## [Text extract]
## start
THURSDAY 30 JULY 2009

HOUSE OF LORDS

OPINIONS OF THE LORDS OF APPEAL FOR JUDGMENT

IN THE CAUSE

Fisher (Original Appellant and cross-respondent) v Brooker and others (Original Respondent and cross-appellant)

[2009] UKHL 41

LORD HOPE OF CRAIGHEAD

My Lords,

1.  I have had the advantage of reading in draft the opinion of my noble and learned friend Lord Neuberger of Abbotsbury. I agree with it, and I also agree with the comments of my noble and learned friend Lord Walker of Gestingthorpe. For the reasons that Lord Neuberger gives I would allow the appeal and make the order that he proposes. I gratefully adopt his description of the factual background and his analysis of the issues that were before the courts below.

2.  This is, as Mummery LJ observed in the Court of Appeal [2008] Bus LR 1123, para 34, an extremely unusual case. One of its most striking features is Matthew Fisher’s extraordinary delay in making his claim for a share of the musical copyright. In para 82 of his judgment Mummery LJ described the fact that Mr Fisher had waited for 38 years, with knowledge and without reasonable excuse, as unconscionable behaviour. Another, which is really a product of the first, is the fact that his claim is being maintained with a view to what happens in the future, not with a view to the past. The judge rejected his claim for a share of the royalties that were obtained in respect of the work during the six years before the issue of proceedings, and Mr Fisher did not appeal against that decision. Mummery LJ said in para 34 that what he was essentially seeking to do by insisting on his claim was to control the copyright for the future.

3.  Remarkable though these features are, they need to be treated with some care as the law is applied to the facts of the case. Delay in itself is no bar to these proceedings. There is no statutory limitation period that applies in English law to claims to copyright, the duration of which has been laid down by section 12 of the Copyright, Designs and Patents Act 1988, as substituted by the Duration of Copyright and Rights in Performances Regulations 1995 (SI 1995/3297): see section 39 of the Limitation Act 1980. The position is less certain in Scotland. Section 8 of the Prescription and Limitation (Scotland) Act 1973 provides that if, after the date when a right to property has become exercisable or enforceable, a right has subsisted for a continuous period of twenty years unexercised or unenforced, and without a relevant claim having been made in relation to it, it is extinguished from the expiration of that period. Section 8(2) provides that the section applies to any right relating to that property, whether heritable or moveable, not being a right specified in Schedule 3 to the Act as an imprescriptible right, of which the most important is any real right of ownership in land. Intellectual property rights, such as copyright, are not mentioned in that Schedule.
## end
## [What you are asked to do]
Put this sentence from the House of Lords judgment into French: "Intellectual property rights, such as copyright, are not mentioned in that Schedule."

## [Dataset extract]
## start
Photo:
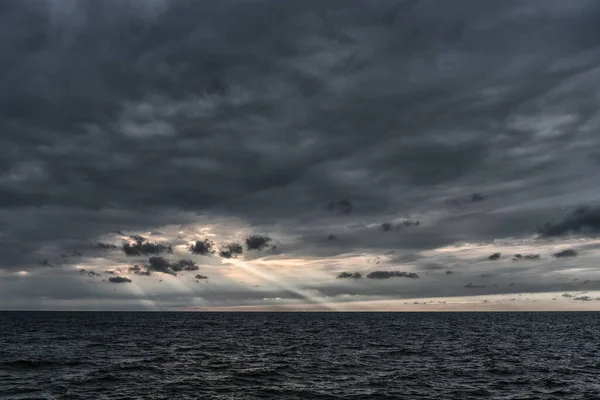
## end
## [Correct result]
Les droits de propriété intellectuelle, tels que le droit d'auteur, ne sont pas mentionnés dans cette annexe.